§ O QUE FAZER:
Verta para o inglês esta frase do trecho fornecido: "Aos 81 anos, ainda podia nadar uma milha por dia."

§ TRECHO FORNECIDO:
☆ ☆ ☆
Oliver Sacks |
MINHA PRÓPRIA VIDA
Ao descobrir câncer terminal,
neurologista revê sua trajetória
Por OLIVER
SACKS, do THE NEW YORK TIMES
Há um mês, senti que estava com boa saúde, até mesmo uma saúde robusta.
Aos 81 anos, ainda podia nadar uma milha por dia. Mas minha sorte mudou.
Semanas atrás, descobri que tinha metástase múltipla no fígado. Há nove anos,
descobri que tinha um raro tumor no olho, um melanoma ocular. Embora a
radioterapia e o laser para remover o tumor tenham me deixado cego desse olho,
apenas em casos muito raros esse tipo de tumor pode se tornar metástase. Eu
estava entre os 2% sem sorte.
Sinto-me agradecido por ter tido nove anos de boa saúde e produtividade
desde o diagnóstico original, mas agora eu estou frente a frente com a morte. O
câncer ocupou um terço do meu fígado e, apesar de seu avanço ocorrer de maneira
lenta, esse tipo particular de câncer não pode ser contido.
Cabe a mim, agora, escolher como viver os meses que me restam. Tenho de
viver do modo mais rico, profundo e produtivo que puder. Nesse contexto, sou
encorajado pelas palavras de um dos meus filósofos favoritos, David Hume, que,
depois de descobrir que estava mortalmente doente aos 65 anos, escreveu uma
pequena autobiografia em apenas um dia em abril de 1776. Ele a intitulou de
“Minha própria vida”.
“Eu agora conto com uma dissolução rápida”, escreveu. “Tenho sofrido uma
pequena dor da minha desordem; e o que é mais estranho, apesar do grande
declínio da minha pessoa, nunca sofri um momento de abatimento do meu espírito.
Eu possuo o mesmo ardor de sempre no estudo e a mesma alegria em companhia.”
Tive sorte suficiente para viver mais de 80 anos, e os 15 anos que me
separam de Hume têm sido igualmente ricos de trabalho e amor. Nesse tempo eu
publiquei cinco livros e completei uma autobiografia (algumas páginas a mais
que a de Hume) que será publicada nesta primavera. Ainda tenho vários outros
livros perto da conclusão.
Hume continua. “Eu sou (...) um homem de disposições médias, de
temperamento sob controle, de um humor aberto, social e alegre, capaz de me
apegar, mas pouco suscetível a inimizades, e de grande moderação em todas as
minhas paixões.”
Aqui, eu e Hume nos diferenciamos. Enquanto eu curti relações amorosas e
amizades e não tenho verdadeiras inimizades, não posso dizer (nem ninguém que
me conhece) que sou um homem de disposições moderadas. Ao contrário, sou um
homem de disposições veementes, com violento entusiasmo e extrema falta de
moderação em todas as minhas paixões. Ainda assim, um trecho do ensaio de Hume
me parece extremamente verdadeiro: “É difícil estar mais destacado da vida do
que estou no momento”.
☆ ☆ ☆
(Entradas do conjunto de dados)
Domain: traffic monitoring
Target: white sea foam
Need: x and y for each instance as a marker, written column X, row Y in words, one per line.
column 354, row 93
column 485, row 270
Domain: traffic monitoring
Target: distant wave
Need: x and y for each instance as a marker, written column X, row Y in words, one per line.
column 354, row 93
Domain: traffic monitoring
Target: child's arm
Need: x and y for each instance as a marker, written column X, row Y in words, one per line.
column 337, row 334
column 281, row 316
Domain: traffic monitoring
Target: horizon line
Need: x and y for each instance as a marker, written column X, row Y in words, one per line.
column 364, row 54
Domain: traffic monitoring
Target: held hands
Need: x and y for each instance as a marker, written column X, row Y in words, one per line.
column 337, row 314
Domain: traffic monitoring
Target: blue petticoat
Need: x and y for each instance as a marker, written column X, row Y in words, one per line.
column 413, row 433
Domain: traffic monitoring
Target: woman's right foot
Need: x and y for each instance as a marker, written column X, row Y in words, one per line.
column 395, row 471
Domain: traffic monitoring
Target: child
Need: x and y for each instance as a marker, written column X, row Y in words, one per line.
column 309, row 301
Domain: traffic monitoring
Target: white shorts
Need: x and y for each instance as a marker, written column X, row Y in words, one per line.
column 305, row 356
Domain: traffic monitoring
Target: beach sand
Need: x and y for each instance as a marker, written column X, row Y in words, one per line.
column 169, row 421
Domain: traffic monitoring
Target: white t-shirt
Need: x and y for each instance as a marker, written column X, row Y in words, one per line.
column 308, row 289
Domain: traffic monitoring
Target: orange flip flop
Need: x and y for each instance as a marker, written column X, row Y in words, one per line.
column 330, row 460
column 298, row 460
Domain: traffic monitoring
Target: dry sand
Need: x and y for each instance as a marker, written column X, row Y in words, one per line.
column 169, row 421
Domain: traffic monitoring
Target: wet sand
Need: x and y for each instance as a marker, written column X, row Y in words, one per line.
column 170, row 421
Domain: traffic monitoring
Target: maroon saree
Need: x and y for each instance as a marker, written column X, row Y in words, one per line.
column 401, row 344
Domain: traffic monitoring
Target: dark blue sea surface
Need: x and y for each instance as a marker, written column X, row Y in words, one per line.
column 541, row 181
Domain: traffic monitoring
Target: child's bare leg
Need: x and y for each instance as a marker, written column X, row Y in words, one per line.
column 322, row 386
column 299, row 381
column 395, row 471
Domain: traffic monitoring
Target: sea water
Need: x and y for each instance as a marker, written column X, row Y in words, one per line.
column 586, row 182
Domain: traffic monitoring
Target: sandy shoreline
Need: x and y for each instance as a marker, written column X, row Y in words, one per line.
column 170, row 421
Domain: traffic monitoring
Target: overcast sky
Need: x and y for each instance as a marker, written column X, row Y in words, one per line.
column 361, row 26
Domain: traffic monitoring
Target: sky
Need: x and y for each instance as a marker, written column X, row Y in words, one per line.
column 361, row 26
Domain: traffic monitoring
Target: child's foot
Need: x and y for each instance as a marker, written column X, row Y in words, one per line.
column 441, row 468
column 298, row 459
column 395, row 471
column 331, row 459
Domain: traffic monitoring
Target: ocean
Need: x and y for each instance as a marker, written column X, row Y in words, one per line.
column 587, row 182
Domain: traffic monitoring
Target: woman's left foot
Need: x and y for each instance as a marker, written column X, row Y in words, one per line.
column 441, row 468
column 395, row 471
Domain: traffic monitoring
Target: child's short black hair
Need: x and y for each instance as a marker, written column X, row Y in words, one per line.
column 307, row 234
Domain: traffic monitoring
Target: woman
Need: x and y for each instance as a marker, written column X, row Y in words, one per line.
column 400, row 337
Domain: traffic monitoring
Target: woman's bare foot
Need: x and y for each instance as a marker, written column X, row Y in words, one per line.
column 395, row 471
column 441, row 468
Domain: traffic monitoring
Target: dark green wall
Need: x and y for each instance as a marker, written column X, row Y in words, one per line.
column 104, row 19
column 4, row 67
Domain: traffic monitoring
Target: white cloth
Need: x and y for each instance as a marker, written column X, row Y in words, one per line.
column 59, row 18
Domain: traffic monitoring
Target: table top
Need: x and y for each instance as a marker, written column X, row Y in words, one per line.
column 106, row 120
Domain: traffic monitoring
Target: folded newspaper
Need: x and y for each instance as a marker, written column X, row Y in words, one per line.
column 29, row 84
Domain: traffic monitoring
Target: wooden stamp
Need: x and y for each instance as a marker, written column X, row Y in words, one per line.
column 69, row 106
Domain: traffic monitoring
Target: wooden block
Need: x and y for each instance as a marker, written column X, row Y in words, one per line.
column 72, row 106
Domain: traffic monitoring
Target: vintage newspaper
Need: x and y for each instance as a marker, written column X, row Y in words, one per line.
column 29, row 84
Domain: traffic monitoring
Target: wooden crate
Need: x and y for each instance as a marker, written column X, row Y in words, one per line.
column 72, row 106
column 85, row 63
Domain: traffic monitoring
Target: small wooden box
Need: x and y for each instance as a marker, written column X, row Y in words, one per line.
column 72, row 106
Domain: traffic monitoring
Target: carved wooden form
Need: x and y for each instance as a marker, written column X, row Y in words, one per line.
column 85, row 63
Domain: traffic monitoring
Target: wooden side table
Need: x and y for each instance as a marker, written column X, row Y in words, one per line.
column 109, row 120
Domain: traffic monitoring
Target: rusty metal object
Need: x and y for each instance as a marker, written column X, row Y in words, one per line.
☆ ☆ ☆
§ RESPOSTA:
At 81, I could still swim a mile a day.